Marshal Obj is String or Binary?

Hi,

The example below shows that result of a marshaled data structure is
nothing but a string

data = {2:'two', 3:'three'}
import marshal
bytes = marshal.dumps(data)
type(bytes) <type 'str'> bytes

'{i\x02\x00\x00\x00t\x03\x00\x00\x00twoi\x03\x00\x 00\x00t\x05\x00\x00\x00three0'

Now, I need to store this data safely in my database as CLEAR TEXT, not
BLOB. It seems to me that it should work just fine since it is string
anyways. So, why does O'reilly's Python Cookbook is insisting in saving
it as a binary file and BLOB type?

Am I missing out something?

Thanks,
Mike

Jan 13 '06 #1

Subscribe Post Reply

2528

Marc 'BlackJack' Rintsch

In <11**********************@g47g2000cwa.googlegroups .com>, Mike wrote:

The example below shows that result of a marshaled data structure is
nothing but a string
data = {2:'two', 3:'three'}
import marshal
bytes = marshal.dumps(data)
type(bytes) <type 'str'> bytes

'{i\x02\x00\x00\x00t\x03\x00\x00\x00twoi\x03\x00\x 00\x00t\x05\x00\x00\x00three0'

Now, I need to store this data safely in my database as CLEAR TEXT, not
BLOB. It seems to me that it should work just fine since it is string
anyways. So, why does O'reilly's Python Cookbook is insisting in saving
it as a binary file and BLOB type?

Am I missing out something?

Yes, that a string is *binary* data. But only a subset of strings is safe
to use as `TEXT` in databases. Do you see all those '\x??' escapes?
'\x00' is *one* byte! A byte with the value zero. Something your DB
doesn't allow in a `TEXT` type.

Ciao,
Marc 'BlackJack' Rintsch

Jan 13 '06 #2

Mike

Wait a sec. \x00 may represent a byte when unmarshaled, but as long as
marshal likes it as \x00, I think my db is capable of storing \ x 0 0
characters. What is the problem? Is it that \? I could escape that...
actually I think my django framework already does that for me.

Thanks,
Mike

Jan 14 '06 #3

Mike

Jan 14 '06 #4

casevh

Try...

for i in bytes: print ord(i)
or
len(bytes)

▶ **Input material**

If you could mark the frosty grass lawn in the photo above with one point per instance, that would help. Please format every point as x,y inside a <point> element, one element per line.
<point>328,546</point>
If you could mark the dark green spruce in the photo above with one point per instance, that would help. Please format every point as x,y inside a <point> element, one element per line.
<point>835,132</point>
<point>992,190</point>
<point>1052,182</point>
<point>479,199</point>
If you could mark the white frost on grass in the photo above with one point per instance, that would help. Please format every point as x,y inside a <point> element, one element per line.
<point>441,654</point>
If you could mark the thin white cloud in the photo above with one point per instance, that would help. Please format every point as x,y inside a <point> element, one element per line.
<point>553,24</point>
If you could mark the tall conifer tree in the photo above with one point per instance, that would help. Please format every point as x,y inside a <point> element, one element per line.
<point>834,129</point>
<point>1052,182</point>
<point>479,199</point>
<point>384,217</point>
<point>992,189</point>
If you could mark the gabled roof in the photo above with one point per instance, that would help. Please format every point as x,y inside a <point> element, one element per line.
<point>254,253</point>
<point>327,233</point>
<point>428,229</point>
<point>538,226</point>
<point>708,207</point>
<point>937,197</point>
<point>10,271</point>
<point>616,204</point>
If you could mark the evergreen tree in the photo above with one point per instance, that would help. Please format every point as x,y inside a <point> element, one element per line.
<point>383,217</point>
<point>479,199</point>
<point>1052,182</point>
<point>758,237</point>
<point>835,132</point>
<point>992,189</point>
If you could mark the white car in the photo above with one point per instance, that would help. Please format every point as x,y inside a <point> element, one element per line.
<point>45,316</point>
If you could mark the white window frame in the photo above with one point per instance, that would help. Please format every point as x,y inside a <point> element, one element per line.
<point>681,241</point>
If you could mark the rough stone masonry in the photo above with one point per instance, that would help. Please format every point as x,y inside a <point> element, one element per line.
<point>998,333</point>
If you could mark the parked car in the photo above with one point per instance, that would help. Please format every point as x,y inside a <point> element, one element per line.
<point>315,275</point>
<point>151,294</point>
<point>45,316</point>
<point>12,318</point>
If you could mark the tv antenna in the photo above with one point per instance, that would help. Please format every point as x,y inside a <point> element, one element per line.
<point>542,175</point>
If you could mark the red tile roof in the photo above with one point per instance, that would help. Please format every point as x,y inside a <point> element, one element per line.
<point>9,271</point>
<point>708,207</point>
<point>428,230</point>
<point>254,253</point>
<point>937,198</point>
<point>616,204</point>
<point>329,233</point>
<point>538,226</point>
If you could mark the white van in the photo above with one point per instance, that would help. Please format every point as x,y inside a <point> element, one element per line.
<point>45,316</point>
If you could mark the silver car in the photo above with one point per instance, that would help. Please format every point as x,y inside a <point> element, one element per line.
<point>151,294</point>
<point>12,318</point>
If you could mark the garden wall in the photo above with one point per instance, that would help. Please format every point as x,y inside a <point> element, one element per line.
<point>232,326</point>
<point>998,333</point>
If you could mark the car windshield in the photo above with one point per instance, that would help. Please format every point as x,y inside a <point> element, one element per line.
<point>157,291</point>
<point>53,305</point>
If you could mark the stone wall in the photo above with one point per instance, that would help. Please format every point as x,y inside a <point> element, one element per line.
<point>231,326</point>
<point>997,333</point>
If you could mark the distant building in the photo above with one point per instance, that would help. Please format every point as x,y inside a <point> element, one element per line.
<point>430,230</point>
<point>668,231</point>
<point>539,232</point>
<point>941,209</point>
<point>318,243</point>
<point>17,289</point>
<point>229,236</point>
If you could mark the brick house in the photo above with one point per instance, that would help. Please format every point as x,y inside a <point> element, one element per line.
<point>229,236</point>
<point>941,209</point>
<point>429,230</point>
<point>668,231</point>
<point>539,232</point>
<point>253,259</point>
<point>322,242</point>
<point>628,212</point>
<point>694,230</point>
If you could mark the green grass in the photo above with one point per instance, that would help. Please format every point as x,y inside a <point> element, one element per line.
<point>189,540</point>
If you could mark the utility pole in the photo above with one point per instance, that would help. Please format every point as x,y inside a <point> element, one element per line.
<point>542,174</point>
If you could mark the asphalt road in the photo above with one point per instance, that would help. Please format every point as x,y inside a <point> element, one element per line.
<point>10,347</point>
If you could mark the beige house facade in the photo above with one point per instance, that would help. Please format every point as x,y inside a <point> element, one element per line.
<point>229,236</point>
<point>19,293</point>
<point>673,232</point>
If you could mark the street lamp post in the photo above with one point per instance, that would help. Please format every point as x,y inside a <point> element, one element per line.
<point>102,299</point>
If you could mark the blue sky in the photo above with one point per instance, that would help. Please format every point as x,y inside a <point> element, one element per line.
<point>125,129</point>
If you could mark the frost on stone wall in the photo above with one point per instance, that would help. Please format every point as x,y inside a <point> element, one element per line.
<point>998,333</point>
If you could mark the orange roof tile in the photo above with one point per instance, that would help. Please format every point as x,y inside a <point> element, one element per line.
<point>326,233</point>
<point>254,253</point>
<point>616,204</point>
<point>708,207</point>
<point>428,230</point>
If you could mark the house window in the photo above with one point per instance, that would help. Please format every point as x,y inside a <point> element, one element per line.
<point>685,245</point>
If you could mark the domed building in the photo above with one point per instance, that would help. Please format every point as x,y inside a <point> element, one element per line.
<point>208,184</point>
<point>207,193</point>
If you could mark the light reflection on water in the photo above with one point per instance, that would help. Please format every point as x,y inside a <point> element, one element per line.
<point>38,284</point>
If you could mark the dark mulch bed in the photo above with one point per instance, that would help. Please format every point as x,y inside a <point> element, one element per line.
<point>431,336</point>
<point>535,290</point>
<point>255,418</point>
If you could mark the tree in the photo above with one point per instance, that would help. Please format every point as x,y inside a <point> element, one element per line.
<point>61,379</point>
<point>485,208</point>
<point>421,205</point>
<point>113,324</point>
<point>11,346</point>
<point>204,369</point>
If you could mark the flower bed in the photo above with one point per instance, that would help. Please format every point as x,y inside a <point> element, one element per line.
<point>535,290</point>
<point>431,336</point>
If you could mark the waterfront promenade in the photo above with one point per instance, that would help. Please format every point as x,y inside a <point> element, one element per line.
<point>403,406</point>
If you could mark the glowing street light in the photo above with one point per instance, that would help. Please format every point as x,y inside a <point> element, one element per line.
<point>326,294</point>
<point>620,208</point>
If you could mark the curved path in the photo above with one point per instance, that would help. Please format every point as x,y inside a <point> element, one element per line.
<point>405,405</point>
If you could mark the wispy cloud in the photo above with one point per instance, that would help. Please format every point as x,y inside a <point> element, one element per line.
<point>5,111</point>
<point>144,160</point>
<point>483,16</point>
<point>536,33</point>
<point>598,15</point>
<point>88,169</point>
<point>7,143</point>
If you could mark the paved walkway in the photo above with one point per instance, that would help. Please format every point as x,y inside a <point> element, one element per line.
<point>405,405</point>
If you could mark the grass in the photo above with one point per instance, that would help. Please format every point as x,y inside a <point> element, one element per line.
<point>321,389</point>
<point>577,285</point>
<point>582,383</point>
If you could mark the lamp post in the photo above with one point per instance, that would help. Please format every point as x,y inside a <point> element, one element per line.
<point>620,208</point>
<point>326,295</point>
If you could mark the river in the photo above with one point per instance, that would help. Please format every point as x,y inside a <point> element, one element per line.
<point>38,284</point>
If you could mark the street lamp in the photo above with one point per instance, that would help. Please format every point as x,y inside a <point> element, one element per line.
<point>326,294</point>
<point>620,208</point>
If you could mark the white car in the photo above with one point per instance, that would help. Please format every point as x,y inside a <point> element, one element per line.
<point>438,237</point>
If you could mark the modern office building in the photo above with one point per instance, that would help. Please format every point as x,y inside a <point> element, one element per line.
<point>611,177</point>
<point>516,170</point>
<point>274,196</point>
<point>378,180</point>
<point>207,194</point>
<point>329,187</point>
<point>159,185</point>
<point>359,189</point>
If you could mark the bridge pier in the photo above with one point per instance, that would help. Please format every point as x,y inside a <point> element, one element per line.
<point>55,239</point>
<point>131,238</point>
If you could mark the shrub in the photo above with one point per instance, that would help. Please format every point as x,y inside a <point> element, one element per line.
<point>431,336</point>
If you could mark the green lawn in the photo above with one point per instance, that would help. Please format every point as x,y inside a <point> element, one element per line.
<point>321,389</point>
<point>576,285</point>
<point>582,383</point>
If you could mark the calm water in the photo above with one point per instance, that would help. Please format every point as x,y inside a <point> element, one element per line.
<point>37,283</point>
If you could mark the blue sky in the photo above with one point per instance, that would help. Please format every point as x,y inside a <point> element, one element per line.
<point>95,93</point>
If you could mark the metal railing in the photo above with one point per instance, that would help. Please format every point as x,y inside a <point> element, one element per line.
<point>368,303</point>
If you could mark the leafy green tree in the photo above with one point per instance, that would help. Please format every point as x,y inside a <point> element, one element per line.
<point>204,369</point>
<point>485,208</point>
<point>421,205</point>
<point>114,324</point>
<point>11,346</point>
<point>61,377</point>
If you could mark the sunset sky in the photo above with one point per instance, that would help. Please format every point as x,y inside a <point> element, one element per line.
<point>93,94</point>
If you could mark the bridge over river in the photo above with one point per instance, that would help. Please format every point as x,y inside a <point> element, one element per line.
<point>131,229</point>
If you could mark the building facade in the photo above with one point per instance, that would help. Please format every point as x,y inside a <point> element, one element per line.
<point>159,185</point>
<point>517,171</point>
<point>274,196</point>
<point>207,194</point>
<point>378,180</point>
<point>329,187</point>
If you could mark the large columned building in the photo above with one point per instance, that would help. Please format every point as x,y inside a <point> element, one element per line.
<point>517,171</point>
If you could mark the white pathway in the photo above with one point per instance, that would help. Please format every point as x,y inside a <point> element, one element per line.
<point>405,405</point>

▶ **Requirements**
1. In the marshal thread, rewrite the paragraph beginning "Yes, that a string is *binary* data" more briefly while keeping its main facts.
2. Repeat the rows exactly, beginning at the first one and stopping after the line that contains "<point>328,546</point>".

▶ **Results of the tasks**
1. A string is binary data, but only some strings are safe to store as `TEXT` in a database. Each '\x??' escape stands for one byte. '\x00' is a byte with the value zero, which the database does not allow in a `TEXT` type.

2.
If you could mark the frosty grass lawn in the photo above with one point per instance, that would help. Please format every point as x,y inside a <point> element, one element per line.
<point>328,546</point>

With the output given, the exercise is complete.